Supplied records →

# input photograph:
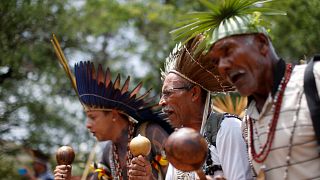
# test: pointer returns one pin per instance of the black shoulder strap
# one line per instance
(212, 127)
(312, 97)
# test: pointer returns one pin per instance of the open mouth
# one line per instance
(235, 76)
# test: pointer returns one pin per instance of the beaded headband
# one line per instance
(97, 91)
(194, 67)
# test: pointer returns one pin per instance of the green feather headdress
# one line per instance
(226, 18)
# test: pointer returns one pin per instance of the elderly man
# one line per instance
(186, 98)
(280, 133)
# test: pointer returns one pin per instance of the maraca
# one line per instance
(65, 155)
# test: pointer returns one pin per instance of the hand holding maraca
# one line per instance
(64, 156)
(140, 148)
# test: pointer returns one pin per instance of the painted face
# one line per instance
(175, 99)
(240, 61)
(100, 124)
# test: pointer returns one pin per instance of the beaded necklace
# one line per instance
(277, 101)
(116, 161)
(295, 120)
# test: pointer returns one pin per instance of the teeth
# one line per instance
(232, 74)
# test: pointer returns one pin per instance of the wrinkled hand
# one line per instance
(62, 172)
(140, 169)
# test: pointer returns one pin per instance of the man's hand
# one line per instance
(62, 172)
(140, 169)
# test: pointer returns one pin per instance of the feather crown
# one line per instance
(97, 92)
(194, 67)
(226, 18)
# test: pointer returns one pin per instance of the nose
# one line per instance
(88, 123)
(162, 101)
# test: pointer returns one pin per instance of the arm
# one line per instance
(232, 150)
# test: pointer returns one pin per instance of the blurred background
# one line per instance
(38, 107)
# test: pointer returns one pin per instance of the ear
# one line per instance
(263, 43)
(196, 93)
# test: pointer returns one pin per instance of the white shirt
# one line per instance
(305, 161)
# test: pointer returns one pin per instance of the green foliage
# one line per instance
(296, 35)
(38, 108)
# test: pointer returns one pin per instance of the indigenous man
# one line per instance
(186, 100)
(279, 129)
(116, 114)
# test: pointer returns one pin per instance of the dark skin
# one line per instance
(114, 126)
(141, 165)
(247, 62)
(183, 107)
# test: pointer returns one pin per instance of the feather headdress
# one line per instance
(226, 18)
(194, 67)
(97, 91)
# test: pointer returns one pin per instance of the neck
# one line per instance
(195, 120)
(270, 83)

* * *

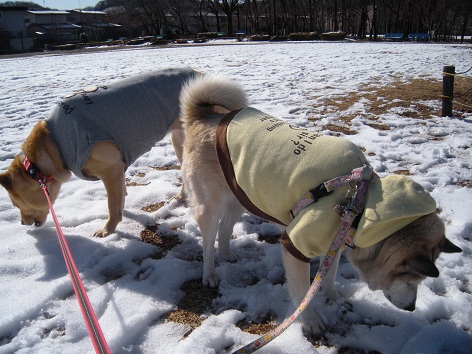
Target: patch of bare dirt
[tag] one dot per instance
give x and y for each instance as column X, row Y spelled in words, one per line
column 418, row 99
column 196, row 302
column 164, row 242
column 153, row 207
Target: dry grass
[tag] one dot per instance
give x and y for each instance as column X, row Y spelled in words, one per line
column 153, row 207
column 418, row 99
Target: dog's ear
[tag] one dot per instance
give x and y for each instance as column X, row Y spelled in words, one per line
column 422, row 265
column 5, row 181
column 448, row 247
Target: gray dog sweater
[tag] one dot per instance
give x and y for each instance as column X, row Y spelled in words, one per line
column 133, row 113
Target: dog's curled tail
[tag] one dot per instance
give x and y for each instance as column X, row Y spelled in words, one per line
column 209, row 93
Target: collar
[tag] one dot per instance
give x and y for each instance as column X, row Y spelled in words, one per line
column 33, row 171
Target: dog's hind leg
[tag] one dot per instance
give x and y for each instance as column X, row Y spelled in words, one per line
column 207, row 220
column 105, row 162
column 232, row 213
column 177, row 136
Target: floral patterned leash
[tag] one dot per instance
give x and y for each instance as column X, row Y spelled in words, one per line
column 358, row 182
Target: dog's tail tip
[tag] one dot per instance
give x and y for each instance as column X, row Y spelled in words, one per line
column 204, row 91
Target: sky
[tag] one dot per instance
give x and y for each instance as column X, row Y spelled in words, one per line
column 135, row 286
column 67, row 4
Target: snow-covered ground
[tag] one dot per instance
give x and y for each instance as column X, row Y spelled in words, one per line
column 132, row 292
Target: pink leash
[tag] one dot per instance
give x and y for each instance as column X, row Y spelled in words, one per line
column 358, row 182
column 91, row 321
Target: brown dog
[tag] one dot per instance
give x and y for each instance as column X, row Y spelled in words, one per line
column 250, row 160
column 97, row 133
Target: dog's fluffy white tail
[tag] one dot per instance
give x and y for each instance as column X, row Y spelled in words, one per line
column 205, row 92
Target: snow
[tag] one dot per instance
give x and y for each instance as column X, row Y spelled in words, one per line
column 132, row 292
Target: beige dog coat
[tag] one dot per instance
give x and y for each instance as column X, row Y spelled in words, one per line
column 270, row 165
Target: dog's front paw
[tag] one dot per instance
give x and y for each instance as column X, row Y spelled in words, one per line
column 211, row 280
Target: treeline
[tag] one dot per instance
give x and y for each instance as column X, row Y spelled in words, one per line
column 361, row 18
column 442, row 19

---

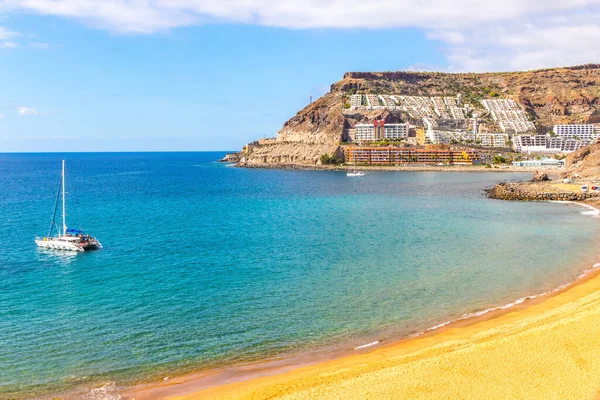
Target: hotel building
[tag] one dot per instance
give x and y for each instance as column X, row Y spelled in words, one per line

Work to be completed → Convert the records starting at the line containing "Target: treeline" and ending at the line containing "column 442, row 19" into a two-column CSV with the headers request and answer, one row for each record. Put each field in quotation marks and replace its line breaks with spaces.

Solution to this task →
request,answer
"Target: treeline [tag] one dot per instance give x and y for each instance as column X, row Y spelled in words, one per line","column 361, row 18 column 442, row 19"